- _Task requirements_:
According to the article on the AMA's driving-safety course, which federal agency did the AMA collaborate with to develop it?

- _Excerpt_:

AMA Tool Helps Assess Older Drivers' Risks
The Medical Fitness to Drive course will be available for continuing educational credits for physicians and other health care professionals.
The American Medical Association has created a free web-based educational course to help physicians address their older patients’ ability to drive safely. AMA developed "Medical Fitness to Drive: Is your Patient at Risk?" in collaboration with the National Highway Traffic Safety Administration to help physicians identify when medical conditions may impair patients' ability to drive.
"As the number of older drivers with medical conditions expands, patients and their families will often turn to physicians for guidance on safe driving," said AMA President Dr. Peter W. Carmel. "Physicians can use the tools and information contained in this course to better address safe driving practices with their patients, promoting the safety of our patients and our roads."
AMA encourages physicians to make driver safety a routine part of their geriatric medical services. The course includes assessment tools, case studies, and additional resources; AMA conducted a pilot study for it, with 87 percent of physicians who participated saying they learned specific techniques or tools to improve their practices.
"Getting older shouldn't mean the end of driving for our nation's seniors, but medical problems can sometimes impair an individual's ability to drive safely," said NHTSA Administrator David Strickland. "The AMA’s web-based tool should help physicians assess patients’ capacity to operate a vehicle and help keep everyone on our roads more safe."
According to AMA, older drivers have a higher risk of dying in traffic crashes for two reasons. First, drivers age 75 and older are involved in significantly more motor vehicle crashes per mile driven than are middle-aged drivers. Second, older drivers are considerably more fragile than younger ones and are therefore more likely to suffer a fatal injury in the event of a crash.

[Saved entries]
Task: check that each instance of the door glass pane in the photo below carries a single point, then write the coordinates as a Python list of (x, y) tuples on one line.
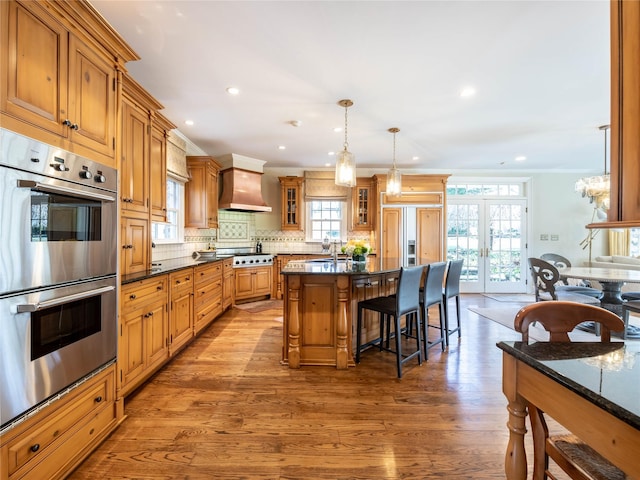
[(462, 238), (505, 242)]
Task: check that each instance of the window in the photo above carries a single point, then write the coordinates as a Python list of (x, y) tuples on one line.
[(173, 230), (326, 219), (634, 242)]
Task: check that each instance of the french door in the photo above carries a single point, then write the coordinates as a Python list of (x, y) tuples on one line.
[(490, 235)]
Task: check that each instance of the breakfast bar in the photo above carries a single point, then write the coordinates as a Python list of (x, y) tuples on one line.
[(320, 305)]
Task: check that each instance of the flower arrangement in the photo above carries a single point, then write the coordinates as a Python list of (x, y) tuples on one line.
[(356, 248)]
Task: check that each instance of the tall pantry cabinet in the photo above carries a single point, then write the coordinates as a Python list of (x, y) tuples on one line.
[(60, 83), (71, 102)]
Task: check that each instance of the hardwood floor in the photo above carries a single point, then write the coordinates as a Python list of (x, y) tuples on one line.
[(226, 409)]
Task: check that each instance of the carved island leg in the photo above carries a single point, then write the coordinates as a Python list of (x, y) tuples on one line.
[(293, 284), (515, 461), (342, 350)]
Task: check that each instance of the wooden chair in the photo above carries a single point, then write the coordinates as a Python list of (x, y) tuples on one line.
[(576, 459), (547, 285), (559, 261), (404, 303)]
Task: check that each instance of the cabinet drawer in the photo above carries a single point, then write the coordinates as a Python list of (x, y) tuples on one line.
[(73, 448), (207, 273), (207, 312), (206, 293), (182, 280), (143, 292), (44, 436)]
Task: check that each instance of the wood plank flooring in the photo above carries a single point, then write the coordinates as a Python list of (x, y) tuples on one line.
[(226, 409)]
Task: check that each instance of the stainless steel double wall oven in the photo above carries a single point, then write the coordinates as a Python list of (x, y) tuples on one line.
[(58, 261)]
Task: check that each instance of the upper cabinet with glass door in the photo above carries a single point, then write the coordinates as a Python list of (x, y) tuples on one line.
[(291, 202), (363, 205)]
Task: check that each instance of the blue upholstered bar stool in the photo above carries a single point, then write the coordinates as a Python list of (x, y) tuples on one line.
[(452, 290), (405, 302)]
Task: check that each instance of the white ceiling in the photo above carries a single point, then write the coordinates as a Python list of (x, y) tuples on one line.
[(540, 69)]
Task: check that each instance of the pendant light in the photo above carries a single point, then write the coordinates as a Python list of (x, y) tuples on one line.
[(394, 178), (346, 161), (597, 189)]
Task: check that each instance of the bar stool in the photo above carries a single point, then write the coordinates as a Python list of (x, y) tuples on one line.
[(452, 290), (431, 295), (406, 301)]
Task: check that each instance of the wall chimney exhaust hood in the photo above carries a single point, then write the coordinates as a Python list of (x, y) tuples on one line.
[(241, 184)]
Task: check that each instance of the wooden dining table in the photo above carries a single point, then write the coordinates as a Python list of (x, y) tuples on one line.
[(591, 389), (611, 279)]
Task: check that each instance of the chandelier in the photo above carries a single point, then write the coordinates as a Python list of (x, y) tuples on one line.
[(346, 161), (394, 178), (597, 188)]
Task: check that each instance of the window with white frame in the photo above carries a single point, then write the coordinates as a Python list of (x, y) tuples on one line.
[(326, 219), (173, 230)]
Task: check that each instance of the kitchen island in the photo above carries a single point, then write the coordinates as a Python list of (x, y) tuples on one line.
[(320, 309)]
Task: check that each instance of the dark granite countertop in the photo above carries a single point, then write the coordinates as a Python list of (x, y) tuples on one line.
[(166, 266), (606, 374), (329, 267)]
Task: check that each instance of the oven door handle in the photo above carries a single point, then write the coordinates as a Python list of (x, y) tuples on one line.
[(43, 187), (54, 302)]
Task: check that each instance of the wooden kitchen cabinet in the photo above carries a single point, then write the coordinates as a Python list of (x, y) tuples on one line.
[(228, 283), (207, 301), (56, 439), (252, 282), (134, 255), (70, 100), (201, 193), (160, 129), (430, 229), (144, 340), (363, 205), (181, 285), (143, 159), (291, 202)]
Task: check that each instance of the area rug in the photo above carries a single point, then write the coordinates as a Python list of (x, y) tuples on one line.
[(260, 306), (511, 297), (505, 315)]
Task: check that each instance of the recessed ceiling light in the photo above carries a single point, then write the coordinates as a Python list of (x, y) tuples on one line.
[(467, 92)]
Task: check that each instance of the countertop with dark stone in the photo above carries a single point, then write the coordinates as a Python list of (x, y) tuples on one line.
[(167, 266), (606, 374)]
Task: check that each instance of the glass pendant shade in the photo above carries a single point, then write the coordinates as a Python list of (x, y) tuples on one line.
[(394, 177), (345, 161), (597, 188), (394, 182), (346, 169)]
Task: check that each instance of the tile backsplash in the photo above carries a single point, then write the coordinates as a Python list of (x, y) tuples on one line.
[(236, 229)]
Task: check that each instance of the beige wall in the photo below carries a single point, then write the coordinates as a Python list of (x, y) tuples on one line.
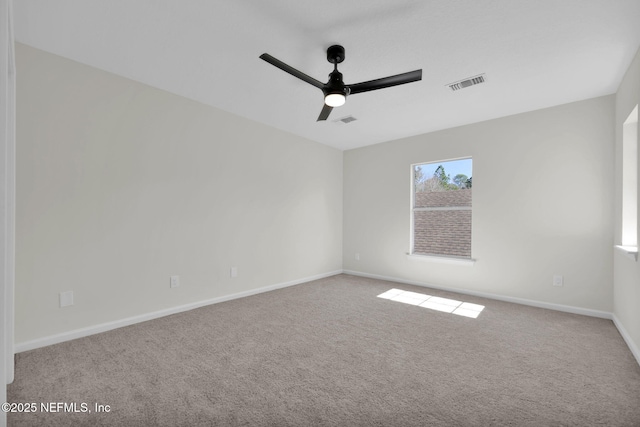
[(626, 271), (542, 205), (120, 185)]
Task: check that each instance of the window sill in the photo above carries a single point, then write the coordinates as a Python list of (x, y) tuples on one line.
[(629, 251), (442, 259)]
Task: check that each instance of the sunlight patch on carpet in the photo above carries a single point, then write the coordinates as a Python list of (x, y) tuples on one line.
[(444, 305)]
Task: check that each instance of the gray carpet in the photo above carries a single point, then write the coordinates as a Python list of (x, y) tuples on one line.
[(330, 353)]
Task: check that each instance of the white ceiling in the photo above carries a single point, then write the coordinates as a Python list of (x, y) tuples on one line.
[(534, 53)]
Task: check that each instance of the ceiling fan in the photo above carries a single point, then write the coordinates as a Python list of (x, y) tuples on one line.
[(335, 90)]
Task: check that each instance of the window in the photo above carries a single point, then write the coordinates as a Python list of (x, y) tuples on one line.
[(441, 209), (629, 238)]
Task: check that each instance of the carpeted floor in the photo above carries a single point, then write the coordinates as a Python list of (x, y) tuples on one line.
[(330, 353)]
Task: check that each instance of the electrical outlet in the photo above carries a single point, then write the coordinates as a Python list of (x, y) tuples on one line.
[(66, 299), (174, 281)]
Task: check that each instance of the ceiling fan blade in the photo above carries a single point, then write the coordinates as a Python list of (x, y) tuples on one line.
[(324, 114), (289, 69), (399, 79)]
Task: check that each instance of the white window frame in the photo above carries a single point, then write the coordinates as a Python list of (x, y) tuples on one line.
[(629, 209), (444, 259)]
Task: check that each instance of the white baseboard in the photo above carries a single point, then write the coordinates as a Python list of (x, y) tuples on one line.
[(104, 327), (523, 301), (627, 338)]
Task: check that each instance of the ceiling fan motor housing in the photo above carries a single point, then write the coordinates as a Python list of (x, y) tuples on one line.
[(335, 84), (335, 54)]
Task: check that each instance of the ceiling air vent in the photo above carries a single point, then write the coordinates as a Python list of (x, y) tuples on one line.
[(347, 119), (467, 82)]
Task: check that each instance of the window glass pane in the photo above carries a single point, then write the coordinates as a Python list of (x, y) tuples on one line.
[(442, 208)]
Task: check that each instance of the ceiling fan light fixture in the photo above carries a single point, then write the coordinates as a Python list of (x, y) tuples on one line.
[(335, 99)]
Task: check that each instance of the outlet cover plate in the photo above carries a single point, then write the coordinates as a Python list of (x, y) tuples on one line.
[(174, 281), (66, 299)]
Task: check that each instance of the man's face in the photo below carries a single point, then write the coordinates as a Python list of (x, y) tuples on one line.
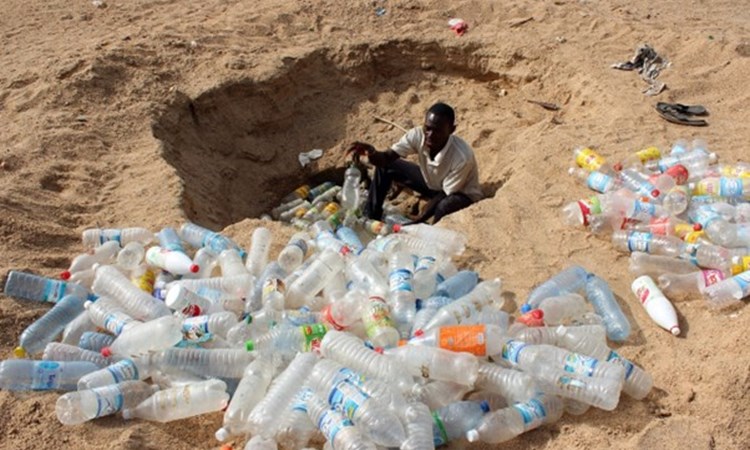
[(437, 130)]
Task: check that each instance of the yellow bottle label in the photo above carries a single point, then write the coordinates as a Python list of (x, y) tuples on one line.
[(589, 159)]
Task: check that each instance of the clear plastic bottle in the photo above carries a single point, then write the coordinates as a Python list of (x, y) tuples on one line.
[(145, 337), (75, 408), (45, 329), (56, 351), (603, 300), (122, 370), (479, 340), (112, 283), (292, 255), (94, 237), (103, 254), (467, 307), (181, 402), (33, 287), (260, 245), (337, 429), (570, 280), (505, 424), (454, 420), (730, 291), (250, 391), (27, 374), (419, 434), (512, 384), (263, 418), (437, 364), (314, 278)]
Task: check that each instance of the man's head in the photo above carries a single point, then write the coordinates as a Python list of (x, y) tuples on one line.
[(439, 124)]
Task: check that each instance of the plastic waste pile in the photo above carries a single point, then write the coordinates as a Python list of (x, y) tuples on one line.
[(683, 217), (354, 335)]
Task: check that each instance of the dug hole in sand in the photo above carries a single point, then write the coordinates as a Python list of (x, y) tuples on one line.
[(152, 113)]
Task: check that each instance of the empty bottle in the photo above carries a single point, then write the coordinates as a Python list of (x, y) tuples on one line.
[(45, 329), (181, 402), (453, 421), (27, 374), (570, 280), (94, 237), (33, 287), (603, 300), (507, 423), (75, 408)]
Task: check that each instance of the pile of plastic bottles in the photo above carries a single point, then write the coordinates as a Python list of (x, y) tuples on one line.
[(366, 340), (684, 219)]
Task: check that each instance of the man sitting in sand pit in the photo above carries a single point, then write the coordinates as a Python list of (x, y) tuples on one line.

- _Response for this exercise_:
The National Highway Traffic Safety Administration.